Treść zadania:
Zwróć wszystkie poniższe wiersze bez żadnych zmian. Obrazy pomiń w odpowiedzi.

Wpisy obrazów dotyczące nazwanych obszarów:

....................

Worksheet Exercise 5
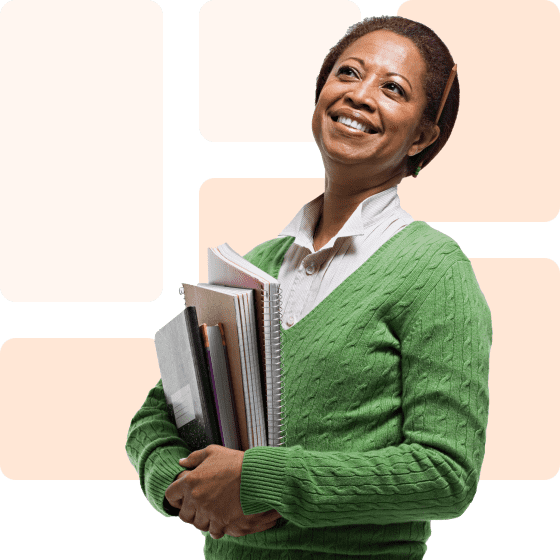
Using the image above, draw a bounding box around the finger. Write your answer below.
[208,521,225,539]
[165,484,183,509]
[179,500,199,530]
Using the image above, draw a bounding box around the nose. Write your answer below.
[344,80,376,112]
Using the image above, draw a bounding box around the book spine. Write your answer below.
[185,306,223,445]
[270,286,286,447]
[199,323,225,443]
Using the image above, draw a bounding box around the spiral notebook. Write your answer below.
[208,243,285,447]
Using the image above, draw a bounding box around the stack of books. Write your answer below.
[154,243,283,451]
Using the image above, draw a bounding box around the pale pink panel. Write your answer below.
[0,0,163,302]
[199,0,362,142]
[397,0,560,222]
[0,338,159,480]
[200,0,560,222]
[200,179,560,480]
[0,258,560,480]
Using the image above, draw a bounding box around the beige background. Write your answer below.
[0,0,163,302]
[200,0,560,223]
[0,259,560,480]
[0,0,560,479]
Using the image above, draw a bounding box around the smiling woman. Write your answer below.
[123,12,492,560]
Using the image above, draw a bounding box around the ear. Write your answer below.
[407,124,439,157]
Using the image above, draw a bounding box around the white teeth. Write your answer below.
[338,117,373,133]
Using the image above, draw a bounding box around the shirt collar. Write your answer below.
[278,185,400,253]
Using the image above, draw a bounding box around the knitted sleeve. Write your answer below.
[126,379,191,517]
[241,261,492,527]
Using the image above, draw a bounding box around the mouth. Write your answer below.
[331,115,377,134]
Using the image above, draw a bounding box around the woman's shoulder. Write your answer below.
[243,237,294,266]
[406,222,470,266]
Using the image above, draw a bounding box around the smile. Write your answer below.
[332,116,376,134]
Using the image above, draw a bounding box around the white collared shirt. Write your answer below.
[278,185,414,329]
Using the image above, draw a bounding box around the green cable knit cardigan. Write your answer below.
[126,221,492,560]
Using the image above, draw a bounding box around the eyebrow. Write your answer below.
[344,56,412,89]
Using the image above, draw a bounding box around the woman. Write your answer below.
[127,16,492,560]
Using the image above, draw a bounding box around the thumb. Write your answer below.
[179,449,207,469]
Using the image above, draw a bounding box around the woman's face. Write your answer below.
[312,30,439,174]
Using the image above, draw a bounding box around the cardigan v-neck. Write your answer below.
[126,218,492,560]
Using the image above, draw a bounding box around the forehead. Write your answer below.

....................

Wynik końcowy:
Worksheet Exercise 5
Using the image above, draw a bounding box around the finger. Write your answer below.
[208,521,225,539]
[165,484,183,509]
[179,500,199,530]
Using the image above, draw a bounding box around the nose. Write your answer below.
[344,80,376,112]
Using the image above, draw a bounding box around the book spine. Write your answer below.
[185,306,223,445]
[270,286,286,447]
[199,323,225,443]
Using the image above, draw a bounding box around the spiral notebook. Write your answer below.
[208,243,285,447]
Using the image above, draw a bounding box around the stack of books. Write your answer below.
[154,243,283,451]
Using the image above, draw a bounding box around the pale pink panel. Write your answer below.
[0,0,163,302]
[199,0,362,142]
[397,0,560,222]
[0,338,159,480]
[200,0,560,222]
[200,179,560,480]
[0,258,560,480]
Using the image above, draw a bounding box around the beige background. Write your answer below.
[0,0,163,302]
[200,0,560,223]
[0,259,560,480]
[0,0,560,479]
Using the image above, draw a bounding box around the smiling woman. Write your answer below.
[123,12,492,560]
Using the image above, draw a bounding box around the ear. Write your answer below.
[407,124,439,157]
Using the image above, draw a bounding box around the white teeth. Write your answer below.
[338,117,373,133]
Using the image above, draw a bounding box around the shirt collar. Write your answer below.
[278,185,400,253]
Using the image above, draw a bounding box around the knitted sleeve. Write your answer below.
[126,379,191,517]
[241,261,492,527]
Using the image above, draw a bounding box around the mouth. Write your answer below.
[331,115,377,134]
Using the image above, draw a bounding box around the woman's shoulder. Write your answer below.
[243,237,294,266]
[406,222,470,266]
Using the image above, draw a bounding box around the smile. Write your answer below.
[332,116,376,134]
Using the image above, draw a bounding box around the white collared shirt. Write your answer below.
[278,185,414,329]
Using the image above, draw a bounding box around the green cable knit cardigan. Write your answer below.
[126,221,492,560]
Using the image above, draw a bounding box around the eyebrow. Write your answer below.
[344,56,412,89]
Using the image above, draw a bounding box around the woman. Write your answer below.
[127,16,492,560]
Using the image above, draw a bounding box around the thumb. Write your answer below.
[179,449,207,469]
Using the image above, draw a bounding box around the woman's face. Write your answer below.
[312,30,439,174]
Using the image above, draw a bounding box around the cardigan v-neck. Write your answer below.
[126,218,492,560]
Using the image above, draw a bounding box around the forehead. Write your answer below.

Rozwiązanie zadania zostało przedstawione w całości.